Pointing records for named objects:
↓↓↓

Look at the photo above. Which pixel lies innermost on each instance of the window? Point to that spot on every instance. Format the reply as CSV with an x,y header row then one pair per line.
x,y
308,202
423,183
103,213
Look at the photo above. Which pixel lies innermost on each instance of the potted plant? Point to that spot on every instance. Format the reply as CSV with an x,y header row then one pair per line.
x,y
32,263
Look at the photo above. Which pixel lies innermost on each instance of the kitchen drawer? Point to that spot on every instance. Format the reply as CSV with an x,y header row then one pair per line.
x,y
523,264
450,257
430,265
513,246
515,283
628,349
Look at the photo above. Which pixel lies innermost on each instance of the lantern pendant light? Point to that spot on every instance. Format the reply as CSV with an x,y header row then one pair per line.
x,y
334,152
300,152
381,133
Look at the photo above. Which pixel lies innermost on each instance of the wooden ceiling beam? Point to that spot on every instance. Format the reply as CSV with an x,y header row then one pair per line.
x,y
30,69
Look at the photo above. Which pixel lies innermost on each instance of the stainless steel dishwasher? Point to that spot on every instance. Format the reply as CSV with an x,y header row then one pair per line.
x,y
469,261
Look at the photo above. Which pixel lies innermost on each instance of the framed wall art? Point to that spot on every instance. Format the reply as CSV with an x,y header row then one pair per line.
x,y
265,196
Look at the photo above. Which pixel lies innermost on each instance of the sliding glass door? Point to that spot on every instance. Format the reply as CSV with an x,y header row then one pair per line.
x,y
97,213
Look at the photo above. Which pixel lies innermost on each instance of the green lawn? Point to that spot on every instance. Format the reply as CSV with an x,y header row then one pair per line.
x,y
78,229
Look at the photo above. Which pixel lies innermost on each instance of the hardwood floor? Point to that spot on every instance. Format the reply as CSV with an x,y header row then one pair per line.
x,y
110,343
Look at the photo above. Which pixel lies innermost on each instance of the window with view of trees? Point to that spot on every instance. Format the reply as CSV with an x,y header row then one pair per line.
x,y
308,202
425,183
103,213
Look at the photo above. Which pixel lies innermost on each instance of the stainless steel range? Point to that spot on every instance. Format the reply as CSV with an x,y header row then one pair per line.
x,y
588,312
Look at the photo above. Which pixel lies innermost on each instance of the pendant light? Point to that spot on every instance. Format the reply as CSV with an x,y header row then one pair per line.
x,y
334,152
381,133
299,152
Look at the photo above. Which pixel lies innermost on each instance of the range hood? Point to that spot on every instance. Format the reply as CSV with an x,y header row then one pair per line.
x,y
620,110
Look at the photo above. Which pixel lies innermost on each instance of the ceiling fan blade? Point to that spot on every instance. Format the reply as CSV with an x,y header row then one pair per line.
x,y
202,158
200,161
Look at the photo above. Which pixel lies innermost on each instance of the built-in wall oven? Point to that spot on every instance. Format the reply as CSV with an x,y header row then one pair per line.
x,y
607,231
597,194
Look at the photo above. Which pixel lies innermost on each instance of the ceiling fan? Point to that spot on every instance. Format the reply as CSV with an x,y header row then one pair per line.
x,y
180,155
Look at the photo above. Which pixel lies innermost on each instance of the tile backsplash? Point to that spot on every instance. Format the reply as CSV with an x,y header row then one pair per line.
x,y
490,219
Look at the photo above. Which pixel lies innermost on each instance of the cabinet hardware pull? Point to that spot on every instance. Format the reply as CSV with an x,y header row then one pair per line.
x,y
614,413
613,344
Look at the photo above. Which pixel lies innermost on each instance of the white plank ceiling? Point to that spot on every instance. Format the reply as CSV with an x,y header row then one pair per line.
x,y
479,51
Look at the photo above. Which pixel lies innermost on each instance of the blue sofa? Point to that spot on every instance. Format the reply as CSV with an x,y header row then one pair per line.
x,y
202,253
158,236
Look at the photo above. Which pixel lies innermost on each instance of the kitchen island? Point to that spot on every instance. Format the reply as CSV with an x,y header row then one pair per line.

↑↑↑

Please output all of the records above word for word, with nothing left out or changed.

Response to this exercise:
Look at the photo above. Which pixel lies innermost on each instance of the window? Point to that spot on every instance. Format the reply as CSV with an x,y header row then one pair per line.
x,y
308,202
423,183
103,213
Look at the photo above. Which pixel lies innermost on each instance of the potted plant? Point to that spot on every instance. Format the reply as CSV with an x,y header row then one pair per line.
x,y
32,263
Look at the photo above. Which pixel lies innermost on each instance of the kitchen drawer? Point to that spot on every instance. Format the reply as CSV with an x,y header row then one pair per line.
x,y
523,264
450,257
430,265
513,246
515,283
628,349
Look at the photo above. Which pixel lies innermost on each instance of the lantern pendant light? Point to that spot on every instance. Format the reply as CSV with an x,y header row then one pair per line.
x,y
334,152
300,152
381,133
Look at the photo above. Which pixel lies innermost on each instance of the wooden ceiling beam? Point to that spot on every instance. Format the reply as CSV with an x,y header row then one pair per line.
x,y
30,69
Look at the photo above. Which pixel lies innermost on each instance of the stainless steel dishwasher? Point to that spot on every instance. Format the reply as CSV with an x,y header row then one pair per line.
x,y
469,261
Look at the photo above. Which pixel lies innermost on each instance of the framed wall art? Point to that spot on every instance. Format the reply as CSV with an x,y header row then one pair per line.
x,y
265,196
Look at the photo above. Which pixel lies innermost on each instance of the sliding glass door? Point to that spot on every instance. Format the reply as CSV with an x,y header row then one pair per line.
x,y
97,213
Look at the photo above. Which pixel lies innermost on each instance of the green lawn? Point to that spot on every instance. Format the reply as CSV with an x,y header row then one pair per line.
x,y
78,229
Look at the photo above. Which pixel lies innermost on each instance of the hardwood floor? Point to that spot on every instance. Format the reply as CSV with an x,y header row then one pair per line.
x,y
110,343
Look at the photo above. Which pixel lies innermost on each instance of the window with view of trees? Point to that spot on every instance. Format the reply as CSV with an x,y header row then one pair per line.
x,y
308,202
425,183
103,213
Look at the photo above. Which pixel lies innermost on each instance of the stainless steel range? Point to that spot on every instance. Format the reply as CSV with an x,y header row then one pair per line.
x,y
588,312
Look at the photo above. Which pixel lies innermost on each instance of the pendant light? Point to that spot on every instance. Format the reply as CSV with an x,y header row then one pair per line.
x,y
334,152
381,133
299,152
Look at the photo above. Which pixel lies innermost on each instance of the range hood? Point to that spot on every instance. Format the reply as CSV with an x,y header row then one pair per line.
x,y
620,110
Look at the photo above. Which pixel lies innermost on each instance of the ceiling fan blade? Point to that spot on every instance. Format the reply as CSV with an x,y header row then one pair per line.
x,y
202,158
200,161
Look at the photo above. Which pixel lies innermost on each instance of the built-in wall oven? Point to that spot on every instance. Format the reply as CSV with an x,y header row then one pair per line.
x,y
607,231
597,194
Look at the photo above. Which pixel lies innermost on each instance of the ceiling fan? Point to that spot on every instance. Format the reply as CSV with an x,y header row then one pair per line.
x,y
180,155
Look at the photo above. Which pixel lies innermost on each instance of the tile backsplash? Point to that spot on every instance. Format the reply as CSV with an x,y header row then one pair per line.
x,y
490,219
Look at the photo above. Which pixel lies innermost on each instance of the cabinet hardware pull? Point to that spot on every instance. Format the reply as CSV with an x,y header row then one pair per line.
x,y
614,413
613,344
Look at the photo above. Which pixel lies innermost on each instance of the white plank ceiling? Point to that spot on every instance. Format the reply as CSV with an x,y header row then one pair per line.
x,y
479,51
Look at the photo above. Which pixel lies innermost on each instance of the blue sofa? Point to that spot on every instance. Format the reply as CSV with an x,y header row then one pair per line.
x,y
202,253
158,236
Look at the photo above. Which pixel lies innermost on each instance of the kitchen island? Point to that spot on every instance. Format the reply as CSV with an x,y header row then one pair per line.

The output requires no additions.